YOUR INSTRUCTIONS: Given the records below, would you repeat exactly the lines that begin at the one containing "Target: dog's ear" and end at the one containing "[(204, 58), (134, 108), (430, 39)]", inclusive?

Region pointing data

────────────────────

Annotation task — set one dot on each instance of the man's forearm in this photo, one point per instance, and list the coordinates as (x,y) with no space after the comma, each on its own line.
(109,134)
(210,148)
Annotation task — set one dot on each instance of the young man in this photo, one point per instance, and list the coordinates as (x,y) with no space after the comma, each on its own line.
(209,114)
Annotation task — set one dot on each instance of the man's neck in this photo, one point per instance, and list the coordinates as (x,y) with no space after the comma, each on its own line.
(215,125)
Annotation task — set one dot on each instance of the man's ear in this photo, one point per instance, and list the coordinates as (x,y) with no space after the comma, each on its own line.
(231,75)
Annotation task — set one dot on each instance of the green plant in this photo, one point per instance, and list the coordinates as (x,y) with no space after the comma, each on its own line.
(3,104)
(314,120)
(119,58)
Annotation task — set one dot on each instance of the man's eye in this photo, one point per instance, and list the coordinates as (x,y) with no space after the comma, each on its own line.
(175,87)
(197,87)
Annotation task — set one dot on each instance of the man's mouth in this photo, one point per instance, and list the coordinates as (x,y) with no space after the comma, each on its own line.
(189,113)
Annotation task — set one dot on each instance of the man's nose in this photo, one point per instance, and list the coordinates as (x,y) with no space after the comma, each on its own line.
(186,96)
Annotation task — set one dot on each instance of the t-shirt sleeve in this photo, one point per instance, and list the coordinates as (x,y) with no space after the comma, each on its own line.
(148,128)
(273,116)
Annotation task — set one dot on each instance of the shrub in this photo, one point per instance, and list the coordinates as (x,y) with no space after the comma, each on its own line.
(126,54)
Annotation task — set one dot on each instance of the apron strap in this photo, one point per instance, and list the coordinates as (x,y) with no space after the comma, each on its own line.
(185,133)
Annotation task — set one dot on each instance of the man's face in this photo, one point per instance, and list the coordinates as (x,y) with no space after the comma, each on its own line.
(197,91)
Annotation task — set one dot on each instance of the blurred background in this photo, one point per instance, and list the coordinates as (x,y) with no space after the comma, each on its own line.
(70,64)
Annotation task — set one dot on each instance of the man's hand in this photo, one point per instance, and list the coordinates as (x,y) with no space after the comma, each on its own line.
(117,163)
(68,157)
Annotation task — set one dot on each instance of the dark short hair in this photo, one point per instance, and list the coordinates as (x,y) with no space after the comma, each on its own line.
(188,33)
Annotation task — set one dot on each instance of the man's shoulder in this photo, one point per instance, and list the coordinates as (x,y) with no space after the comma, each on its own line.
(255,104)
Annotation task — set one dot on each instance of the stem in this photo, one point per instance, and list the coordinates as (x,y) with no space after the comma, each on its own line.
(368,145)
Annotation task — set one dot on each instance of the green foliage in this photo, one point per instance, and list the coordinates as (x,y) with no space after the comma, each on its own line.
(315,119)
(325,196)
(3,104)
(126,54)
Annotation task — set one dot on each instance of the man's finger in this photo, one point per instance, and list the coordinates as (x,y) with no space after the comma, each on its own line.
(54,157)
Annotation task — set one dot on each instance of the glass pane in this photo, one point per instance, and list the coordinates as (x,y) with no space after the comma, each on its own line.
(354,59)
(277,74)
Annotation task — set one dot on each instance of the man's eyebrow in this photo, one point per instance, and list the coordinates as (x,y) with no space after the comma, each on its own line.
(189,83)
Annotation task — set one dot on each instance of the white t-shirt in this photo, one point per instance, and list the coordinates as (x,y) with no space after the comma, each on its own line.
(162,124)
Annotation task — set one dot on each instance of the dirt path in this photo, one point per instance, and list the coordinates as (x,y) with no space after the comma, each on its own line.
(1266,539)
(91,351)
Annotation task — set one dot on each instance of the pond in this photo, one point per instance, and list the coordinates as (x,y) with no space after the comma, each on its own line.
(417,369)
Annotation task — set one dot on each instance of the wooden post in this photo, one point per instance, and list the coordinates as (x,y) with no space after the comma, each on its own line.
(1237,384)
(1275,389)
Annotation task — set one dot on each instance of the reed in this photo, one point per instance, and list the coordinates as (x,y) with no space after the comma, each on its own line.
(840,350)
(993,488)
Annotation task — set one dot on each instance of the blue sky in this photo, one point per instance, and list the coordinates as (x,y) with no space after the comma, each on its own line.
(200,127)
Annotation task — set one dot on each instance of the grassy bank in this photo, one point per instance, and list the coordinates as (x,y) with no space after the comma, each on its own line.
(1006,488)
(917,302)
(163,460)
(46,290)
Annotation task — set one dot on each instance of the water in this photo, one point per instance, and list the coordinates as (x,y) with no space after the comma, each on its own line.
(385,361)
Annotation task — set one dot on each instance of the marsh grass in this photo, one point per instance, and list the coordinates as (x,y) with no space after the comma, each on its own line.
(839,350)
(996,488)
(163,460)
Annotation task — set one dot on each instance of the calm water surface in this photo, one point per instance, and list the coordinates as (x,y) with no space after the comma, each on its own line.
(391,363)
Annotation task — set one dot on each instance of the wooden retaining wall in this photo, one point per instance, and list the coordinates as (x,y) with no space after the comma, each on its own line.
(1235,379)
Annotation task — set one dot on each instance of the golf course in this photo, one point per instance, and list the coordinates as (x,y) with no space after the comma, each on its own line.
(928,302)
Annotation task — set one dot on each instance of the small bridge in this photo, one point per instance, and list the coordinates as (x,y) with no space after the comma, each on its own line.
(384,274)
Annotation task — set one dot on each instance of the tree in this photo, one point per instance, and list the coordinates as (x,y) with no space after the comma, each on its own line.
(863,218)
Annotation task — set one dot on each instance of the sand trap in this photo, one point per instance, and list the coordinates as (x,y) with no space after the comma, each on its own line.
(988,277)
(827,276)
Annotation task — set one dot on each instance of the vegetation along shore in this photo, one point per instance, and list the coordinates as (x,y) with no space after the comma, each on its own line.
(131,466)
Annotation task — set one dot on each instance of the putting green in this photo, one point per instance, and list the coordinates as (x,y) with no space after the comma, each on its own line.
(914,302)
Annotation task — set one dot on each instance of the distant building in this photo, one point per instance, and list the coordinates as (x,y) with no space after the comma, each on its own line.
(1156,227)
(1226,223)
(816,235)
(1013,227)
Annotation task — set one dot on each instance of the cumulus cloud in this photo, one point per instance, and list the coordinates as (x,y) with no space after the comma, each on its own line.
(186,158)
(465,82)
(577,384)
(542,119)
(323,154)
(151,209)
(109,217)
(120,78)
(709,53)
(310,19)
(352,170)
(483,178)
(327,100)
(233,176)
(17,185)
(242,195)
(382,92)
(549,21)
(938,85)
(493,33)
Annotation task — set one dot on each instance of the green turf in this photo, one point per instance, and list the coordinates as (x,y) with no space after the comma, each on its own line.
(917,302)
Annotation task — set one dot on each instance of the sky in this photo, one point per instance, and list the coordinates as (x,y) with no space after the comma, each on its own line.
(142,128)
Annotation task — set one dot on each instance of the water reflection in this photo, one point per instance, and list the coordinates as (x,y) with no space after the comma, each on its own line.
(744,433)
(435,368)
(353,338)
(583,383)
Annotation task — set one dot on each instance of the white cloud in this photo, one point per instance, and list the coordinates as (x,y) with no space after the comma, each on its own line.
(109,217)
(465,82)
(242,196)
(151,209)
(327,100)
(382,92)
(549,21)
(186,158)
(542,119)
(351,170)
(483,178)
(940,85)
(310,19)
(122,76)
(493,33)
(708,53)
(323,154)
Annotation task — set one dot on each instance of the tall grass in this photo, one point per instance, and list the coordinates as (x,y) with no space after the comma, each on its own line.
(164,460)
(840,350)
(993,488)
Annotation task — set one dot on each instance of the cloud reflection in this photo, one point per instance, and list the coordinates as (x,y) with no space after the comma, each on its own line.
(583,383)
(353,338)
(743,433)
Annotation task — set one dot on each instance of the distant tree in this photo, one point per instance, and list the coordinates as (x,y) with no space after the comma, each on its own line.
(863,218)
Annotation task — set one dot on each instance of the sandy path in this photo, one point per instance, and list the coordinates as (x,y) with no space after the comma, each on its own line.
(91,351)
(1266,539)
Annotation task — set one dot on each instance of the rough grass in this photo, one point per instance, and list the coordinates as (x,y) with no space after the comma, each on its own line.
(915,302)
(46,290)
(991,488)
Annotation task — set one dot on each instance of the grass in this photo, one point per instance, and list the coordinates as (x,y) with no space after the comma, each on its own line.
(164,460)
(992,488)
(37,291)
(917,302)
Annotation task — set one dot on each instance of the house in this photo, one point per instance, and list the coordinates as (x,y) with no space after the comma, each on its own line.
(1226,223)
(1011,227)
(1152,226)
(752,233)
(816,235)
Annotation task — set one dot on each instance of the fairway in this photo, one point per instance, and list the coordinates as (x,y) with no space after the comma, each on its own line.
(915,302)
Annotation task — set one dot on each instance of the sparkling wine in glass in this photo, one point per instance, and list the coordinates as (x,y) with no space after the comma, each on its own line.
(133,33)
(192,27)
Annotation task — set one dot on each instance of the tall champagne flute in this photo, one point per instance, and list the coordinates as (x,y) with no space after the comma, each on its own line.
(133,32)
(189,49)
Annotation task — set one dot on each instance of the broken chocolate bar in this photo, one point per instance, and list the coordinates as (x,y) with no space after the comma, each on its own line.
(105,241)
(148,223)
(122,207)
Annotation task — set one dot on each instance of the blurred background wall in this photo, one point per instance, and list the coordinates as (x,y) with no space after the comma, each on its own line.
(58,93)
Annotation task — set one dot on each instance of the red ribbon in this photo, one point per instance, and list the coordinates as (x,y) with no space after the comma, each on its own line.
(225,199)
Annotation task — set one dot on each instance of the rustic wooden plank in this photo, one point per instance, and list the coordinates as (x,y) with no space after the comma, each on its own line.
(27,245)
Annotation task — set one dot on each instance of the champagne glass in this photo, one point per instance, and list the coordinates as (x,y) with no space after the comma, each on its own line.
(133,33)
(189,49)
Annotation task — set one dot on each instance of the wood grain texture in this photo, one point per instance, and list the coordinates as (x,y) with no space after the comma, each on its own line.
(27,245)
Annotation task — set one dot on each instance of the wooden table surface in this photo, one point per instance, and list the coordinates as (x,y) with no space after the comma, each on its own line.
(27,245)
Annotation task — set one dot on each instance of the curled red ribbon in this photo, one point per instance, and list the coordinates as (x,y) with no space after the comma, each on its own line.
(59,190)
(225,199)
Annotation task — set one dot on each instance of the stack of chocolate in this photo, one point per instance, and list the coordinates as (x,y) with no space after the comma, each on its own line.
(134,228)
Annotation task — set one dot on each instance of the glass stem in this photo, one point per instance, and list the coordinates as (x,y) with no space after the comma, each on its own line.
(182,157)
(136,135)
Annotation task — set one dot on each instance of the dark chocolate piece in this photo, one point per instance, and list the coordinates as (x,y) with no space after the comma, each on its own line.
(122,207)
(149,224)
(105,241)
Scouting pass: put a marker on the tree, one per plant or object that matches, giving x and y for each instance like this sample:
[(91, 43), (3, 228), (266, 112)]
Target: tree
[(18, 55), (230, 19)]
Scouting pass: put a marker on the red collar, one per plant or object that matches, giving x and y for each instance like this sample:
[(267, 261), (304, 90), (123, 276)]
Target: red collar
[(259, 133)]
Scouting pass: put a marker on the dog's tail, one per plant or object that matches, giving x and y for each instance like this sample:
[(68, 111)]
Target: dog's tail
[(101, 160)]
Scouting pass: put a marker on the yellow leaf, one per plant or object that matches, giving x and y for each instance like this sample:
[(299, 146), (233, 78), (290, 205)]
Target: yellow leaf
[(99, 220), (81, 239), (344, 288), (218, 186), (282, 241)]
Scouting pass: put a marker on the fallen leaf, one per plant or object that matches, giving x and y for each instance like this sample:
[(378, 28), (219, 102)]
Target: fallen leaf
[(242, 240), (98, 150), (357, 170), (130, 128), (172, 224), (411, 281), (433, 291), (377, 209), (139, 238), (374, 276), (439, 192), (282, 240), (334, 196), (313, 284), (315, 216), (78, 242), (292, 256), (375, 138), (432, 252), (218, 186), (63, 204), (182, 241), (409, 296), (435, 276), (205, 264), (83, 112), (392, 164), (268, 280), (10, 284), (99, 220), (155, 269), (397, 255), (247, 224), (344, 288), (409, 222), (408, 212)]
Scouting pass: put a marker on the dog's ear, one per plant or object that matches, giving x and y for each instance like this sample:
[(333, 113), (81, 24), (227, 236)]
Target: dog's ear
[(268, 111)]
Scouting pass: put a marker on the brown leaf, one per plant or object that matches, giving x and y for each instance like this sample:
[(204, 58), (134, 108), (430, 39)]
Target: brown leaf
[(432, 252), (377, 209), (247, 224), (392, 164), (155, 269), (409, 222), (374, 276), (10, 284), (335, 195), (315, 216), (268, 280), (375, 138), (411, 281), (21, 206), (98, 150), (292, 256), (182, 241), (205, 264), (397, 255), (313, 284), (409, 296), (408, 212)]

────────────────────

SOLUTION TO THIS TASK:
Target: dog's ear
[(268, 111)]
Scouting pass: put a marker on the brown leaf, one per plant or object that matches, giving x and y for each instance like this sample:
[(204, 58), (134, 108), (430, 39)]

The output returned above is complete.